● Records for this exercise:
· · · · ·

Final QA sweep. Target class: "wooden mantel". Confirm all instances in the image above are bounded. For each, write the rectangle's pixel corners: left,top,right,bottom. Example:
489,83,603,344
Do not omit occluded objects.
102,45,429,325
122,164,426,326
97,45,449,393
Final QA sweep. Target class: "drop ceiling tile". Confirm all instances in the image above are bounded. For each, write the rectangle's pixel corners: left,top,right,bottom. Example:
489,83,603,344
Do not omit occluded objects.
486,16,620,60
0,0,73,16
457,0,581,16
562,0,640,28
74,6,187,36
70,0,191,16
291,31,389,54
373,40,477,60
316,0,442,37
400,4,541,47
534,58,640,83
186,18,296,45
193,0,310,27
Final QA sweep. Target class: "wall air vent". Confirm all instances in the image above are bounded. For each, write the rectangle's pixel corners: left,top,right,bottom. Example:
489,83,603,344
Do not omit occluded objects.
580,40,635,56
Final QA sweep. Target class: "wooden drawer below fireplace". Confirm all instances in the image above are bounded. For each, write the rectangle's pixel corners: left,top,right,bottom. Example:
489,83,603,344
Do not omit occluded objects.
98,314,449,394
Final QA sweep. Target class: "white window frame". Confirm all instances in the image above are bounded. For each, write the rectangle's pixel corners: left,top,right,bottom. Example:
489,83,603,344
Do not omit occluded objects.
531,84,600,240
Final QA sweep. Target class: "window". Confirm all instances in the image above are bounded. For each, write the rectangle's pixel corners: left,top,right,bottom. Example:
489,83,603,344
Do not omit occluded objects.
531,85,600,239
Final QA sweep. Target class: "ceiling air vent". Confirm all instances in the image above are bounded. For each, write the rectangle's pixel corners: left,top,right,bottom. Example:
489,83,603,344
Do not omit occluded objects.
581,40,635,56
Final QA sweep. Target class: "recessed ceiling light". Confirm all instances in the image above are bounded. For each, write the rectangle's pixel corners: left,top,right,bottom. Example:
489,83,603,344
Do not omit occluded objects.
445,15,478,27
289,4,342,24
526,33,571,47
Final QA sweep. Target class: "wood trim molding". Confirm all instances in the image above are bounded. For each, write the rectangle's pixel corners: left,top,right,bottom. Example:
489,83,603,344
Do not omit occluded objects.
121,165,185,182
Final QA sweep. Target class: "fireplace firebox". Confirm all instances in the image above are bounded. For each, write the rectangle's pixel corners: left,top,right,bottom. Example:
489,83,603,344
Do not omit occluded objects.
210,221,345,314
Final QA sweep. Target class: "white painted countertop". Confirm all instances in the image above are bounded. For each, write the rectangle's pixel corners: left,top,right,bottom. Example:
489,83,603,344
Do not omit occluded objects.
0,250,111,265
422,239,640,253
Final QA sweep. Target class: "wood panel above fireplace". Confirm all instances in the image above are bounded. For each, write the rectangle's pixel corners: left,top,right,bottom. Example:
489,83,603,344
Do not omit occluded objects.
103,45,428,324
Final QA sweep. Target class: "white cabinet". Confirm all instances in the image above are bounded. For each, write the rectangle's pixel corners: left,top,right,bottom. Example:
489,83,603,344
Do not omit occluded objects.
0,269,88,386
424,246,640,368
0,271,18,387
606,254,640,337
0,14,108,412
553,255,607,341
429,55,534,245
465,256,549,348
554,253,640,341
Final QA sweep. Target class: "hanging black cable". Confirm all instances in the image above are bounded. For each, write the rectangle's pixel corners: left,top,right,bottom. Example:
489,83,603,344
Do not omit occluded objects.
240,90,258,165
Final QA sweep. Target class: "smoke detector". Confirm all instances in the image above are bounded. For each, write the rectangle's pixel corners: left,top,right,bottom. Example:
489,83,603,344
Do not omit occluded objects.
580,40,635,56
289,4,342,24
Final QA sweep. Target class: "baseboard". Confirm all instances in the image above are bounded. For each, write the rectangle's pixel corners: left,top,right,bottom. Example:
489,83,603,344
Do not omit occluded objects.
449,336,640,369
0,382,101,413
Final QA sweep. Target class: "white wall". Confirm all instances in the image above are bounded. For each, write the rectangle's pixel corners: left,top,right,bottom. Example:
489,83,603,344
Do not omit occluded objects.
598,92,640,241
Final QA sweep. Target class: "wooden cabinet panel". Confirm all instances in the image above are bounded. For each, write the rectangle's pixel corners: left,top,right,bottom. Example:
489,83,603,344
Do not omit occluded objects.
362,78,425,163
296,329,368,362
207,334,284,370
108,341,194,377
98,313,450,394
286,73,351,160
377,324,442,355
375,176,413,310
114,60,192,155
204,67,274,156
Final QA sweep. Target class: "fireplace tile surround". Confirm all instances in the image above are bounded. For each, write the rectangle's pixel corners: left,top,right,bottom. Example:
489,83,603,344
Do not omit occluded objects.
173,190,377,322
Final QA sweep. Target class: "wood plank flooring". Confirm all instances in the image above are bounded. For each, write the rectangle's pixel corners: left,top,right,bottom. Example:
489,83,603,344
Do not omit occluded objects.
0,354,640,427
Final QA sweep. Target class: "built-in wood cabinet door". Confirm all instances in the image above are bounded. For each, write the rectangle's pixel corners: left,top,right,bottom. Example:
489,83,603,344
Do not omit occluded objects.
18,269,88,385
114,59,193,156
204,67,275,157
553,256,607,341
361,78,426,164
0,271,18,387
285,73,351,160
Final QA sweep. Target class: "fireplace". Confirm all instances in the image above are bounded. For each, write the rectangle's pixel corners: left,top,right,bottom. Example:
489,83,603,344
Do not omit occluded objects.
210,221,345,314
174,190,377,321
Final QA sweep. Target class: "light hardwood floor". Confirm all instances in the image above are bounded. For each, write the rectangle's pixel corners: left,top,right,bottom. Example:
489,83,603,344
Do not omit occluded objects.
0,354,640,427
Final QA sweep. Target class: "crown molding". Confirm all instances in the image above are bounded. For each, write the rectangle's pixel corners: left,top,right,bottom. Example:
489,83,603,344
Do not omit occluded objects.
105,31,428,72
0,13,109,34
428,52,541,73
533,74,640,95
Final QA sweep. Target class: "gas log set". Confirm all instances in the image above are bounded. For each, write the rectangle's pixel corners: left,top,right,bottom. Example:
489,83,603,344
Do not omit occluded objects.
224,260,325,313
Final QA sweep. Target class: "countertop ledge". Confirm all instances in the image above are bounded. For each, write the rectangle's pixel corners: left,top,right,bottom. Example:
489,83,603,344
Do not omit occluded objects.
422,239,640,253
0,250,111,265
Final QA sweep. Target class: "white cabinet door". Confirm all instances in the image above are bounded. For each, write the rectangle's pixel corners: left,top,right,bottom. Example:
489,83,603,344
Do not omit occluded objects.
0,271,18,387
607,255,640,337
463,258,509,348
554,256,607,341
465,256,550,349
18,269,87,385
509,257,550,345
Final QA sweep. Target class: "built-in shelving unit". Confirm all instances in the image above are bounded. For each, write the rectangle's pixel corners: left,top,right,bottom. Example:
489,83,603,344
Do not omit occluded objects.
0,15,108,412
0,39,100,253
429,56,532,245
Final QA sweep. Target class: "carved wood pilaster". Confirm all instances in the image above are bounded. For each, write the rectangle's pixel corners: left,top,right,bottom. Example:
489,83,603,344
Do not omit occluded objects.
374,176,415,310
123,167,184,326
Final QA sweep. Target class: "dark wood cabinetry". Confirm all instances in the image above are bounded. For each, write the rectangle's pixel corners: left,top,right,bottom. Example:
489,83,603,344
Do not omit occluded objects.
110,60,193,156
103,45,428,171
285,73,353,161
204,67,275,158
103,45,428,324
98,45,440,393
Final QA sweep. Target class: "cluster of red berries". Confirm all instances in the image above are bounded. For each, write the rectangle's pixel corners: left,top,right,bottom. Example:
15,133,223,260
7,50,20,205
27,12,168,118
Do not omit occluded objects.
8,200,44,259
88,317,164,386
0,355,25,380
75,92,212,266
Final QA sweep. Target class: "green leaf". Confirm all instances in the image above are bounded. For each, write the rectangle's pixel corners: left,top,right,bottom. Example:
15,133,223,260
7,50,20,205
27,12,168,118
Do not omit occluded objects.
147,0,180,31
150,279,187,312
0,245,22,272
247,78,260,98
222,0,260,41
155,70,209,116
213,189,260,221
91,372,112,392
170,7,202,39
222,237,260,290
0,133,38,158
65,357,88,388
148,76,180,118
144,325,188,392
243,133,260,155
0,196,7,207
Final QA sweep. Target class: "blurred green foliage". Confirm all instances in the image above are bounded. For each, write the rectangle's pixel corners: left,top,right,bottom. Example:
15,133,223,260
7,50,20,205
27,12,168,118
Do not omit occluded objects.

· · · · ·

● Exercise prompt: Give only the number of lines in the listing above that contain the string "green", treating uppercase and lowercase as different.

● Response: 2